DONNÉES FOURNIES.
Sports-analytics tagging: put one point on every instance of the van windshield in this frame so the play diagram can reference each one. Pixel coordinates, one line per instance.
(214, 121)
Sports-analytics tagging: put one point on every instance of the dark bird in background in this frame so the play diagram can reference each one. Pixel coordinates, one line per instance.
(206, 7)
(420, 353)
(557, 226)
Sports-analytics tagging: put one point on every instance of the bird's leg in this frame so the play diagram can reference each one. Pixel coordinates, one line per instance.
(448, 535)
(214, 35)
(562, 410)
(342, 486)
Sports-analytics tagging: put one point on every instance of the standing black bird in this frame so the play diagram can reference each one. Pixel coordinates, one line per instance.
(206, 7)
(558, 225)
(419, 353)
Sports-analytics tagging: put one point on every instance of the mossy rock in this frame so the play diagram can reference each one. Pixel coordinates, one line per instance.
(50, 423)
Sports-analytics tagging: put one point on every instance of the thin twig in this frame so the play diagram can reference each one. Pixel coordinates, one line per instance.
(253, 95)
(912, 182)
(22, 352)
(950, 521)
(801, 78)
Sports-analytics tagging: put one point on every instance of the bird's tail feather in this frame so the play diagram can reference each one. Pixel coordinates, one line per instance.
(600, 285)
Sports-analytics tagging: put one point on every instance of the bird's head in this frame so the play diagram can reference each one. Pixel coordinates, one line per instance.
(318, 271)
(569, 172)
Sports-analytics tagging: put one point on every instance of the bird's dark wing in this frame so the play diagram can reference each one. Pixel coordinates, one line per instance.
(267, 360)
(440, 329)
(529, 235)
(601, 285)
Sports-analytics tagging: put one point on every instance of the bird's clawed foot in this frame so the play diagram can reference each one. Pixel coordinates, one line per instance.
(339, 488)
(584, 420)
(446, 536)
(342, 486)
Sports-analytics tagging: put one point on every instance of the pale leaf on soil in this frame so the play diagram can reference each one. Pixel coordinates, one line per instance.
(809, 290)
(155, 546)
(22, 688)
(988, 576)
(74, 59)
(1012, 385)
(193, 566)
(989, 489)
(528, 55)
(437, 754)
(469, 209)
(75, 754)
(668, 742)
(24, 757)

OBJECTIF.
Reproduisez à l'identique chacune des lignes ci-dessus, de la première à la dernière.

RÉPONSE.
Sports-analytics tagging: put one point on every instance of the van windshield in this frame so the play diagram can reference each one. Pixel coordinates, one line per instance.
(214, 121)
Sports-analytics tagging: put one point on every instance of the dark bird in background in this frame so the play diagram can reference each one. Pixel coordinates, one line per instance.
(206, 7)
(420, 353)
(557, 226)
Sports-analytics tagging: put one point on every instance of the bird's leg in this frame so the play diagram can reference each one. Pixel coordinates, one line per instance.
(448, 535)
(214, 35)
(562, 410)
(342, 486)
Sports-analytics tagging: put one point on every instance of the standing black bird in this frame so the play diagram can reference each one. Pixel coordinates, one line per instance.
(206, 7)
(558, 225)
(419, 353)
Sports-analytics tagging: put one point on every instance of the mossy rock in this frame so the play diagram can reference each one. Pixel coordinates, one line per instance.
(50, 423)
Sports-analytics tagging: put one point on every instance of the thin twig in this frame so the play diagram can reference each one. Pixel coordinates, one line per instance.
(253, 95)
(912, 182)
(22, 352)
(950, 521)
(801, 78)
Sports-analytics tagging: put one point on every instance of the bird's tail feather in this frame so the play diagram can reference each one. Pixel coordinates, one line per instance.
(600, 285)
Sports-analytics tagging: put one point on every instance of the bird's head in this frame so the play diagram can reference each one. Pixel coordinates, one line per instance.
(318, 271)
(569, 172)
Sports-analytics tagging: put one point on every instance of the bird's dark wing in this frame so the play diagram can reference each one. Pixel coordinates, one line per instance.
(267, 360)
(440, 329)
(529, 235)
(601, 285)
Sports-analytics tagging: put one point on every instance of the bird's clawed foot in this frame so the play diagram can reference each one. Pixel coordinates, one line per instance.
(339, 488)
(584, 420)
(446, 536)
(342, 486)
Sports-analytics tagging: put one point on every instance of the pale leaf on soil in this frame so the play diagram can reference each one. Pixel coordinates, one line per instance.
(809, 290)
(155, 546)
(22, 688)
(988, 576)
(74, 59)
(1012, 385)
(193, 566)
(989, 489)
(528, 55)
(437, 754)
(469, 209)
(75, 754)
(668, 742)
(24, 757)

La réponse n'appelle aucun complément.